__Source excerpt__:
◇ ◇ ◇ ◇ ◇
# Beef Clod Heart, aka Eye of Chuck w/ Q-View



## mneeley490 (May 27, 2012)

So my local Cash & Carry had these on sale for $2.36 lb. recently & I bought 2. There isn't much info out there on this cut, so I wasn't sure if I should cook it like a roast or a brisket, but I ended up trying the roast method for the first one here. These are very lean and consist of a single large muscle from the clod. I used a chunk each of pecan and wine-barrel oak, and 2 charcoal briquettes in my electric fridge conversion. Took about 7-8 hours at 225* to get an internal temp of 140*. I like it a tad more rare, but the family likes it cooked longer. Made it with Chef Jimmy J's fantastic "Smokey Au Jus" recipe. If you haven't tried that recipe yet, I really recommend it.

Seasoned and ready to go into the smoker. This was about 8 pounds after I removed some silverskin. Not much fat on it at all, so it really needs some liquid to keep it moist.








Into the smoker:







Sliced! Very lean, but moist. Not as tender as some other cuts, but slicing thin for sammies takes care of that.







And onto toasted rolls with the Smokey Au Jus. Tasted great!







I think the next one I'll try slow smoking brisket-style, with some bacon on top and a water pan underneath to provide moisture.


----------



## daveomak (May 27, 2012)

mneeley, evening.... that roast looks perfect to me....  I love a clod... good flavor and usually priced right....  Great job....   Dave


----------



## smokinhusker (May 27, 2012)

Now that looks super!


----------



## thoseguys26 (May 27, 2012)

Looks good. Never had a clod? What's with the name, Clod Heart? Not familiar with the cut. Thanks.


----------



## smokinhusker (May 27, 2012)

Here ya go Thoseguys. Hope it helps - I cut a couple of these from my cow elk

Shoulder Clod Roast - Common Names are Clod Heart Roast and Shoulder Center Roast

Description: A flavorful and less tender cut from the heart of the shoulder clod, the shoulder clod roast is an economical cut.


----------



## chef jimmyj (May 27, 2012)

Beautiful Beef! I'm glad you enjoyed the Smokey Au Jus...
	

	
	
		
		



		
		
	


	





...JJ


----------



## thoseguys26 (May 28, 2012)

Thanks SmokinHusker. I guess I do know what cut it is. Shoulder Center Roast. I've been processing deer since I could hold a knife but I don't know too many names of the cuts. I guess I should probably get a meat chart.

Never heard of Clod Heart. Now I do!


----------



## frosty (May 28, 2012)

SmokinHusker said:


> Now that looks super!









Happy Memorial Day!  God Bless the service members and veterans, and those that didn't get to come home.


----------



## dlnida (May 31, 2012)

Gotta love Cash and Carry.  Of course, the wife won't let me go by myself any more.  Hey Neely, I've been mulling a brisket and was wondering if you've had any luck with theirs?


----------



## gunner69 (May 31, 2012)
◇ ◇ ◇ ◇ ◇
__Input records__:

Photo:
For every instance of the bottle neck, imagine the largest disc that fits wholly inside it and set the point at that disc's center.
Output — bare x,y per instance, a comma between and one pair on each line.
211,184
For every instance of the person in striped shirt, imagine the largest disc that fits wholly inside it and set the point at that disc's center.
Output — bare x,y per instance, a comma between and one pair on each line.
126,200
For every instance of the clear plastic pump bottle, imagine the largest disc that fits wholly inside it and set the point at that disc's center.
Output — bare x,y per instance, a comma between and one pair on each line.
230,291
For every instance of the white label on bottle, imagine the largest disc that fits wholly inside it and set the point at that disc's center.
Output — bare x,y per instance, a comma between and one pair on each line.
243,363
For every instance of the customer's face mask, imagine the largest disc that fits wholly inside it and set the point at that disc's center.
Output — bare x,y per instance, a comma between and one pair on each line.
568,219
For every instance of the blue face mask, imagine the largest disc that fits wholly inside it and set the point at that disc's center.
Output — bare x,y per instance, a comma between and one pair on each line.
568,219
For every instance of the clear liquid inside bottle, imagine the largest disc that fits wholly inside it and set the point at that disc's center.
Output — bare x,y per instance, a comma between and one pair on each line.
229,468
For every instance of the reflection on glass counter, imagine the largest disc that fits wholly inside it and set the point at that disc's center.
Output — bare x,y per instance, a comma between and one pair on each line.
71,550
◇ ◇ ◇ ◇ ◇
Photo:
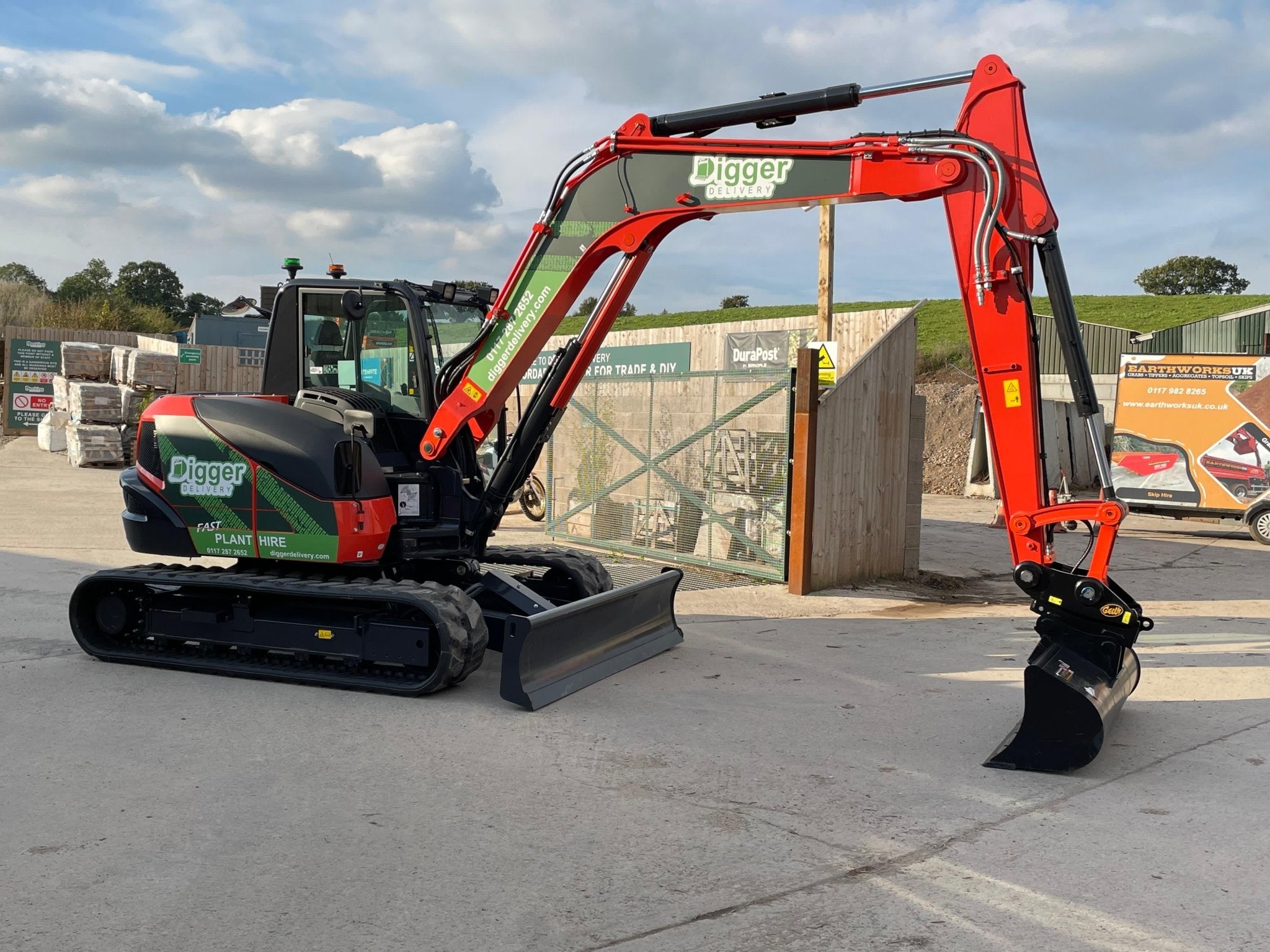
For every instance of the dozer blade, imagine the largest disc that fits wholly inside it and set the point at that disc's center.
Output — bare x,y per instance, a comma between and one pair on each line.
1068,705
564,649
◇ ◇ ◇ ◇ ◇
__Challenges__:
**a)** Gather every line of the entries that contains the string "wholly" as a whole word.
**b)** Extend the forum thread about smoking a beef clod heart, picking up right after its final line.
The entries have no connection to the forum thread about smoking a beef clod heart.

__Results of the exercise__:
**a)**
For every instance of the bottle neck, imagine the largest disc that fits wholly inside it and set the point at that disc's center.
For every instance of the person in striped shirt, imagine the largest disc that fits wholly inside it and set the point at that disc's center.
For every instance of the clear plastic pump bottle, imagine the largest disc that fits wholly inside it and set the point at that disc's center.
For every instance of the white label on bottle, imagine the largest disc that fits wholly inside it and set the point at that disc's center.
For every instance of the customer's face mask, imagine the largest disc that fits wholly inside it and set the point at that disc's center.
For every instance of the blue face mask, imagine the largest disc that fits wholly inside it and set the point at that disc's center.
For every instance of the clear liquid inside bottle, imagine the largest disc that fits wholly inside it and set the point at that disc's center.
For every instance of the reflection on glass counter, imagine the largest disc that fits wholly inside it and set the point at that disc's center.
For every instance of the dozer blade, imagine the largest disc that fits wholly inside it and set the point at that disc's center.

**b)**
I use C&C for all my briskets have never had a bad one come out of there... They recently started carrying Angus packers for about 5-7 cents a pound more than  choice... I've probably cooked 20-30 of the Angus in the last few months and I am hooked... Tender, Juicy with great flavor...


----------



## dlnida (May 31, 2012)

Thanks Gunner, I've been eyeballing them every time I go in there.  I think I need to slip one onto my honeydo list.


----------



## teeznuts (Jun 1, 2012)

I've seen the clod hearts at my local cash and carry and wondered how they would be smoked. does anybody know if you could foil one at 165 and take to 195-205 and pull it for shredded beef?


----------



## teeznuts (Jun 1, 2012)

Your roast looks great by the way!


----------



## africanmeat (Jun 6, 2012)

nice looking roast .


----------



## mneeley490 (Aug 11, 2012)

teeznuts said:


> I've seen the clod hearts at my local cash and carry and wondered how they would be smoked. does anybody know if you could foil one at 165 and take to 195-205 and pull it for shredded beef?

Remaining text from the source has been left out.